Copy every line of the listing exactly.

▶ [SOURCE DATA]:

+++

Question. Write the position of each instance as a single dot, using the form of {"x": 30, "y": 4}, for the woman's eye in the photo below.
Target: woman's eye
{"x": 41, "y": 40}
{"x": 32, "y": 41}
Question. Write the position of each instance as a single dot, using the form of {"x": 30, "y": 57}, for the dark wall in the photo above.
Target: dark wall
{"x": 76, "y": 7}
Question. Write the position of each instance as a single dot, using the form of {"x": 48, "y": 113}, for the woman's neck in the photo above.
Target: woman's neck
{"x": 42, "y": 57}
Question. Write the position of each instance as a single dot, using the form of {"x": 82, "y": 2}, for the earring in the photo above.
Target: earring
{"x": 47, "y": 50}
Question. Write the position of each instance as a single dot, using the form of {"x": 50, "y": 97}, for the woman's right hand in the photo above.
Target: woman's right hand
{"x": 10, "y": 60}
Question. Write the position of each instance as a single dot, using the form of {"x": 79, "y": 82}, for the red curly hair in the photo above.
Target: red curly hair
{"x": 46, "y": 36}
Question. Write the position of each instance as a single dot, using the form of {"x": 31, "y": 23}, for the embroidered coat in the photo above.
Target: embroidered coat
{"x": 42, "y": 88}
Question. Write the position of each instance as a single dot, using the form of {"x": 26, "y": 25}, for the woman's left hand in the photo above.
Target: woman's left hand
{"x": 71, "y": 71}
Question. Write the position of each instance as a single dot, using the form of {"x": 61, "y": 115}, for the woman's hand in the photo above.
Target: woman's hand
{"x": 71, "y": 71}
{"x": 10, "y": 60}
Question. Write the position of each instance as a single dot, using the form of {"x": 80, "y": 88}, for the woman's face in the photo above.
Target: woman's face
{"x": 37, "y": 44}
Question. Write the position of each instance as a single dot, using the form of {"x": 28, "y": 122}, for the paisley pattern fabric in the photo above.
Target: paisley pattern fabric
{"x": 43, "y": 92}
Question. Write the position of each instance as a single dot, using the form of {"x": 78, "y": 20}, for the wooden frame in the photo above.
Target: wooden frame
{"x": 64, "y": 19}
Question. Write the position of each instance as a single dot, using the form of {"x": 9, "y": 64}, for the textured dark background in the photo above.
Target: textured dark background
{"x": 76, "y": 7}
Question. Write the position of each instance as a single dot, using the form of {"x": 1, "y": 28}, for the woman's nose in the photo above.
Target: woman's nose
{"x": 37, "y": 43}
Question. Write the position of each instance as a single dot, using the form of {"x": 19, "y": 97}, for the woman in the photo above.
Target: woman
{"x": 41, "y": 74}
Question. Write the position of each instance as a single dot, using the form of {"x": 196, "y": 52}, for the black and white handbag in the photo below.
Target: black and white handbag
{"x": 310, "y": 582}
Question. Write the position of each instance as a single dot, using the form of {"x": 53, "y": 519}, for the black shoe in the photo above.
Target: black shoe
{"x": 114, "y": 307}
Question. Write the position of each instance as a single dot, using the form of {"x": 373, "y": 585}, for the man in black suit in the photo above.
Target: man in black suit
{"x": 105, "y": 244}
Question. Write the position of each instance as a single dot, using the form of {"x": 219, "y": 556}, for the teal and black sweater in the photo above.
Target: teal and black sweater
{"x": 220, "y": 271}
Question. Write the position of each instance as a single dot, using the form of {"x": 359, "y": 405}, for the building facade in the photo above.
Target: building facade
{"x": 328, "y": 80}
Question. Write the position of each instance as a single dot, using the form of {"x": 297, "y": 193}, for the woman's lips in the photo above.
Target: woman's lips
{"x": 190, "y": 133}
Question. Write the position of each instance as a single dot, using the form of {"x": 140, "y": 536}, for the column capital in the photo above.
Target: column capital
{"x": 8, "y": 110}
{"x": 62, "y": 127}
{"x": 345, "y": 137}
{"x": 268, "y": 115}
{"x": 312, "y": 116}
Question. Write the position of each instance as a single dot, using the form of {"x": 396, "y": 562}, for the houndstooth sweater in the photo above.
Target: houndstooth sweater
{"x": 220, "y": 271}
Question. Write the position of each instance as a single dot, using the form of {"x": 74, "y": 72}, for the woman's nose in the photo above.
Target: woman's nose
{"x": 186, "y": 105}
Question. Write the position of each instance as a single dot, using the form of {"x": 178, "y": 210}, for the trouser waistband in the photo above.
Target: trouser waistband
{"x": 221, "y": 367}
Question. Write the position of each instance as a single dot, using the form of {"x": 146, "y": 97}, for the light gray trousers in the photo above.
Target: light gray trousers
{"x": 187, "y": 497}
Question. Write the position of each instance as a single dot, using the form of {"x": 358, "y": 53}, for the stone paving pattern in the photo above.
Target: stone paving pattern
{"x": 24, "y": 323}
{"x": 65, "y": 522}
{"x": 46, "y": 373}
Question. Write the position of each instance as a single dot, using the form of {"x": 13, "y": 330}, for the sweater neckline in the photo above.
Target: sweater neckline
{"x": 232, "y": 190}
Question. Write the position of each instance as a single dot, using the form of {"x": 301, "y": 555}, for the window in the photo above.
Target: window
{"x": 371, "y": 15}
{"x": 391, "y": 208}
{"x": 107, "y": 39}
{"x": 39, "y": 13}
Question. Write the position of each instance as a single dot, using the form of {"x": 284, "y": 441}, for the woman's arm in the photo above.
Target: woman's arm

+++

▶ [EXERCISE RESPONSE]:
Question. Write the position of each instance as a single dot, using the form of {"x": 30, "y": 4}, for the woman's eye in the photo below.
Target: woman's eye
{"x": 41, "y": 40}
{"x": 32, "y": 41}
Question. Write the position of each instance as a single dot, using the form of {"x": 30, "y": 57}, for the dark wall in the photo above.
Target: dark wall
{"x": 76, "y": 7}
Question. Write the position of each instance as a single dot, using the form of {"x": 48, "y": 113}, for the woman's neck in the photo above.
Target: woman's neck
{"x": 42, "y": 57}
Question. Write the position of each instance as a single dot, using the form of {"x": 82, "y": 2}, for the earring in the photo above.
Target: earring
{"x": 47, "y": 50}
Question. Write the position of each instance as a single dot, using the form of {"x": 50, "y": 97}, for the woman's right hand in the photo above.
Target: woman's right hand
{"x": 10, "y": 60}
Question. Write the position of each instance as a single dot, using the form of {"x": 79, "y": 82}, for the red curly hair in the photo above.
Target: red curly hair
{"x": 46, "y": 36}
Question. Write the position of each instance as a single dot, using the form of {"x": 31, "y": 23}, for the embroidered coat in the photo above.
Target: embroidered coat
{"x": 42, "y": 88}
Question. Write the position of each instance as a single dot, using the form of {"x": 26, "y": 25}, for the woman's left hand in the photo above.
Target: woman's left hand
{"x": 71, "y": 71}
Question. Write the position of each instance as a single dot, using the form of {"x": 61, "y": 115}, for the woman's hand in the photo above.
Target: woman's hand
{"x": 71, "y": 71}
{"x": 10, "y": 60}
Question. Write the position of each instance as a single dot, using the form of {"x": 80, "y": 88}, for the woman's face in the photo above.
Target: woman's face
{"x": 37, "y": 44}
Question. Write the position of each instance as a single dot, using the form of {"x": 28, "y": 122}, for the paisley pattern fabric in the photo above.
Target: paisley pattern fabric
{"x": 43, "y": 92}
Question. Write the position of each instance as a single dot, using the form of {"x": 78, "y": 20}, for the wooden frame in the photo above.
Target: wooden frame
{"x": 64, "y": 19}
Question. Write the position of each instance as a single dot, using the form of {"x": 9, "y": 64}, for the textured dark background in the photo above.
Target: textured dark background
{"x": 76, "y": 7}
Question. Write the position of each instance as a single dot, using the form of {"x": 1, "y": 28}, for the woman's nose in the photo above.
Target: woman's nose
{"x": 37, "y": 43}
Question. Write the position of each instance as a single dot, using the form of {"x": 19, "y": 97}, for the woman in the photo above.
Target: woman
{"x": 41, "y": 74}
Question. Write the position of each instance as a single dot, using the form of {"x": 196, "y": 52}, for the black and white handbag in the photo below.
Target: black and white handbag
{"x": 310, "y": 582}
Question. Write the position of each instance as a single dot, using the form of {"x": 53, "y": 519}, for the black shoe in the photo above.
Target: black shoe
{"x": 114, "y": 307}
Question. Write the position of each instance as a single dot, using the form of {"x": 373, "y": 585}, for the man in black suit in the photo above.
Target: man in black suit
{"x": 105, "y": 244}
Question. Write the position of each instance as a single dot, using the form of {"x": 219, "y": 556}, for the teal and black sweater in the photo above.
Target: teal and black sweater
{"x": 220, "y": 271}
Question. Write the position of each instance as a single dot, using the form of {"x": 359, "y": 405}, for the building facade in the photo above.
Target: building facade
{"x": 328, "y": 80}
Question. Write the position of each instance as a single dot, using the form of {"x": 297, "y": 193}, for the woman's lips in the photo above.
Target: woman's lips
{"x": 190, "y": 133}
Question. Write the position of each instance as a single dot, using the form of {"x": 140, "y": 536}, for the column capital in the photo above.
Target: column capital
{"x": 8, "y": 110}
{"x": 62, "y": 127}
{"x": 345, "y": 137}
{"x": 268, "y": 115}
{"x": 312, "y": 116}
Question. Write the position of each instance as a single dot, using the form of {"x": 396, "y": 562}, for the houndstooth sweater in the photo above.
Target: houndstooth sweater
{"x": 220, "y": 271}
Question. Write the position of each instance as a single dot, using the form of {"x": 74, "y": 72}, for the woman's nose in the photo above.
Target: woman's nose
{"x": 186, "y": 105}
Question. Write the position of each instance as a single dot, using the form of {"x": 178, "y": 210}, for the trouser waistband in the photo above.
Target: trouser waistband
{"x": 221, "y": 367}
Question. Write the position of each instance as a single dot, using the form of {"x": 146, "y": 97}, for the light gray trousers in the photo above.
Target: light gray trousers
{"x": 187, "y": 497}
Question. Write the position of each instance as a single dot, using the form of {"x": 358, "y": 53}, for the stone paving pattern in the photo above.
Target: stone paving pattern
{"x": 24, "y": 323}
{"x": 65, "y": 522}
{"x": 46, "y": 373}
Question. Write the position of each instance as a single dot, using the form of {"x": 13, "y": 330}, for the sweater neckline in the photo above.
Target: sweater neckline
{"x": 232, "y": 190}
Question. Write the position of each instance as a single dot, using the form of {"x": 301, "y": 555}, for the window in the photo above.
Target: window
{"x": 371, "y": 15}
{"x": 391, "y": 208}
{"x": 107, "y": 39}
{"x": 39, "y": 13}
Question. Write the position of each instance as a single dot, using the form of {"x": 284, "y": 441}, for the woman's arm in the photo above.
Target: woman's arm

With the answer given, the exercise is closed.